(Extracted data entries)

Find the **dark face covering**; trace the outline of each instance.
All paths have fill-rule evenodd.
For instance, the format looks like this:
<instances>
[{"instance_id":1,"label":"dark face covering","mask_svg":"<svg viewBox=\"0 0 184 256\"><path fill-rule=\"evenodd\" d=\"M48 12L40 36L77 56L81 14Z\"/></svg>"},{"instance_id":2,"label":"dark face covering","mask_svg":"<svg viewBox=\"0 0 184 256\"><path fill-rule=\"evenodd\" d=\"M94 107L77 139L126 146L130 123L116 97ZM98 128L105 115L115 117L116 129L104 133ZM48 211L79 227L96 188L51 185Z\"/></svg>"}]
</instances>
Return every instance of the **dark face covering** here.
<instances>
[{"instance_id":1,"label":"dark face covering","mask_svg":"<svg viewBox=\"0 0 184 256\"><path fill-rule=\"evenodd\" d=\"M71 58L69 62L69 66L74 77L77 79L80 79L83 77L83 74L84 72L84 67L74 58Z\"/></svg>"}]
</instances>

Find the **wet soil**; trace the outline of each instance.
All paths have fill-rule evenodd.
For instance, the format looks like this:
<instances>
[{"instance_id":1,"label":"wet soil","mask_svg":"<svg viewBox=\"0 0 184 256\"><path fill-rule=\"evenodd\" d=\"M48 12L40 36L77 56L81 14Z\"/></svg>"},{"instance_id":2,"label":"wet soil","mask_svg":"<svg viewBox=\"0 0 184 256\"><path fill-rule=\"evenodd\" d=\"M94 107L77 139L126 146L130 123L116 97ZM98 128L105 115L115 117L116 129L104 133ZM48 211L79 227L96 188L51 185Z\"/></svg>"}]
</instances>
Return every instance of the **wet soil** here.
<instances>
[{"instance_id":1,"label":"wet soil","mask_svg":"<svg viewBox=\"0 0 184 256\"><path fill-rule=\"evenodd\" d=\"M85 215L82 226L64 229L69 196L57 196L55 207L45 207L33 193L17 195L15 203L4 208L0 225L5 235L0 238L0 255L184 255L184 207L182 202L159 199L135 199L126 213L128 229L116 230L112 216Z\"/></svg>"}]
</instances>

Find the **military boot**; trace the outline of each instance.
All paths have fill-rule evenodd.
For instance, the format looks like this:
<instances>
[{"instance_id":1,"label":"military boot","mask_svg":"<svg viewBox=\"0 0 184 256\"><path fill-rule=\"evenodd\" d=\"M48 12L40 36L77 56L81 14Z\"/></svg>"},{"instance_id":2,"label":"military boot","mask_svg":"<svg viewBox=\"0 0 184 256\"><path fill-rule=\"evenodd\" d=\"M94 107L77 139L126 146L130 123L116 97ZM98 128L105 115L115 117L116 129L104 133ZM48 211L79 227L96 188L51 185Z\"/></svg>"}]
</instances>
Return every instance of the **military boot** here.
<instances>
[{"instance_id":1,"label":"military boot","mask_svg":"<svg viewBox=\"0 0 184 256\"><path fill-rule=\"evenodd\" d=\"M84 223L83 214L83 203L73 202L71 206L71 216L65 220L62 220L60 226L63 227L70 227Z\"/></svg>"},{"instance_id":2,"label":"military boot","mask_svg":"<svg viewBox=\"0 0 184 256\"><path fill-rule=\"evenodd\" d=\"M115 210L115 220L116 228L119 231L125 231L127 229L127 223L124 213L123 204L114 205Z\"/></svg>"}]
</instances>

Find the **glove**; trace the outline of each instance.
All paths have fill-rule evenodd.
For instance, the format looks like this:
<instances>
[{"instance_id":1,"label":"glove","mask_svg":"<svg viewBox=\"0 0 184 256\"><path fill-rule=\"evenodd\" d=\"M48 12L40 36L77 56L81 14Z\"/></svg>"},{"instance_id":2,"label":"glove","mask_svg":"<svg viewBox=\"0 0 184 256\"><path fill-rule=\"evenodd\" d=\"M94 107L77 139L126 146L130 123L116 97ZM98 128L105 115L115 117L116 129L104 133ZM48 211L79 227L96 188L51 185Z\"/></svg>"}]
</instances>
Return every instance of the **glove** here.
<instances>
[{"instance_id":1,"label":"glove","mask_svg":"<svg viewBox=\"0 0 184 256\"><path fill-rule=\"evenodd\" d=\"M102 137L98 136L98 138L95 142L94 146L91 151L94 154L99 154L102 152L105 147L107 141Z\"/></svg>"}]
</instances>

TASK DIRECTIONS: Format every line of the items above as a JSON list of strings, with one string per line and blank lines omitted.

EXPECTED ANSWER:
[
  "Find the **dark face covering**; trace the outline of each instance.",
  "All paths have fill-rule evenodd.",
  "For instance, the format looks like this:",
  "<instances>",
  "[{\"instance_id\":1,\"label\":\"dark face covering\",\"mask_svg\":\"<svg viewBox=\\\"0 0 184 256\\\"><path fill-rule=\\\"evenodd\\\" d=\\\"M48 12L40 36L77 56L81 14Z\\\"/></svg>\"},{\"instance_id\":2,\"label\":\"dark face covering\",\"mask_svg\":\"<svg viewBox=\\\"0 0 184 256\\\"><path fill-rule=\\\"evenodd\\\" d=\\\"M94 107L77 139L126 146L130 123L116 97ZM98 128L105 115L115 117L116 129L104 133ZM48 211L79 227L96 188L51 185Z\\\"/></svg>\"}]",
  "</instances>",
  "Return every instance of the **dark face covering** here.",
  "<instances>",
  "[{\"instance_id\":1,\"label\":\"dark face covering\",\"mask_svg\":\"<svg viewBox=\\\"0 0 184 256\\\"><path fill-rule=\\\"evenodd\\\" d=\\\"M71 58L69 62L69 66L74 77L77 79L80 79L83 77L83 74L84 72L84 67L74 58Z\\\"/></svg>\"}]",
  "</instances>",
  "Find the **wet soil**; trace the outline of each instance.",
  "All paths have fill-rule evenodd.",
  "For instance, the format looks like this:",
  "<instances>",
  "[{\"instance_id\":1,\"label\":\"wet soil\",\"mask_svg\":\"<svg viewBox=\\\"0 0 184 256\\\"><path fill-rule=\\\"evenodd\\\" d=\\\"M48 12L40 36L77 56L81 14Z\\\"/></svg>\"},{\"instance_id\":2,\"label\":\"wet soil\",\"mask_svg\":\"<svg viewBox=\\\"0 0 184 256\\\"><path fill-rule=\\\"evenodd\\\" d=\\\"M94 107L77 139L126 146L130 123L116 97ZM98 128L105 115L115 117L116 129L104 133ZM48 211L79 227L96 188L51 185Z\\\"/></svg>\"}]",
  "</instances>",
  "Return every instance of the **wet soil** here.",
  "<instances>",
  "[{\"instance_id\":1,\"label\":\"wet soil\",\"mask_svg\":\"<svg viewBox=\\\"0 0 184 256\\\"><path fill-rule=\\\"evenodd\\\" d=\\\"M85 215L82 226L64 229L69 196L57 196L55 207L45 207L33 193L17 195L15 203L4 208L0 225L5 235L0 238L0 255L184 255L184 207L182 202L159 199L135 199L126 213L128 229L116 230L112 216Z\\\"/></svg>\"}]",
  "</instances>",
  "Find the **military boot**; trace the outline of each instance.",
  "All paths have fill-rule evenodd.",
  "For instance, the format looks like this:",
  "<instances>",
  "[{\"instance_id\":1,\"label\":\"military boot\",\"mask_svg\":\"<svg viewBox=\\\"0 0 184 256\\\"><path fill-rule=\\\"evenodd\\\" d=\\\"M48 12L40 36L77 56L81 14Z\\\"/></svg>\"},{\"instance_id\":2,\"label\":\"military boot\",\"mask_svg\":\"<svg viewBox=\\\"0 0 184 256\\\"><path fill-rule=\\\"evenodd\\\" d=\\\"M94 107L77 139L126 146L130 123L116 97ZM98 128L105 115L115 117L116 129L104 133ZM48 211L79 227L96 188L51 185Z\\\"/></svg>\"}]",
  "</instances>",
  "Return every instance of the **military boot** here.",
  "<instances>",
  "[{\"instance_id\":1,\"label\":\"military boot\",\"mask_svg\":\"<svg viewBox=\\\"0 0 184 256\\\"><path fill-rule=\\\"evenodd\\\" d=\\\"M84 223L83 214L83 203L73 202L71 206L71 216L65 220L62 220L60 226L63 227L70 227Z\\\"/></svg>\"},{\"instance_id\":2,\"label\":\"military boot\",\"mask_svg\":\"<svg viewBox=\\\"0 0 184 256\\\"><path fill-rule=\\\"evenodd\\\" d=\\\"M115 210L115 220L116 228L119 231L125 231L127 229L127 223L124 213L123 204L114 205Z\\\"/></svg>\"}]",
  "</instances>",
  "Find the **glove**; trace the outline of each instance.",
  "All paths have fill-rule evenodd.",
  "For instance, the format looks like this:",
  "<instances>",
  "[{\"instance_id\":1,\"label\":\"glove\",\"mask_svg\":\"<svg viewBox=\\\"0 0 184 256\\\"><path fill-rule=\\\"evenodd\\\" d=\\\"M48 12L40 36L77 56L81 14Z\\\"/></svg>\"},{\"instance_id\":2,\"label\":\"glove\",\"mask_svg\":\"<svg viewBox=\\\"0 0 184 256\\\"><path fill-rule=\\\"evenodd\\\" d=\\\"M94 107L77 139L126 146L130 123L116 97ZM98 128L105 115L115 117L116 129L104 133ZM48 211L79 227L96 188L51 185Z\\\"/></svg>\"}]",
  "</instances>",
  "Return every instance of the **glove** here.",
  "<instances>",
  "[{\"instance_id\":1,\"label\":\"glove\",\"mask_svg\":\"<svg viewBox=\\\"0 0 184 256\\\"><path fill-rule=\\\"evenodd\\\" d=\\\"M102 137L98 136L98 138L95 142L94 146L91 151L94 154L99 154L102 152L105 147L107 141Z\\\"/></svg>\"}]",
  "</instances>"
]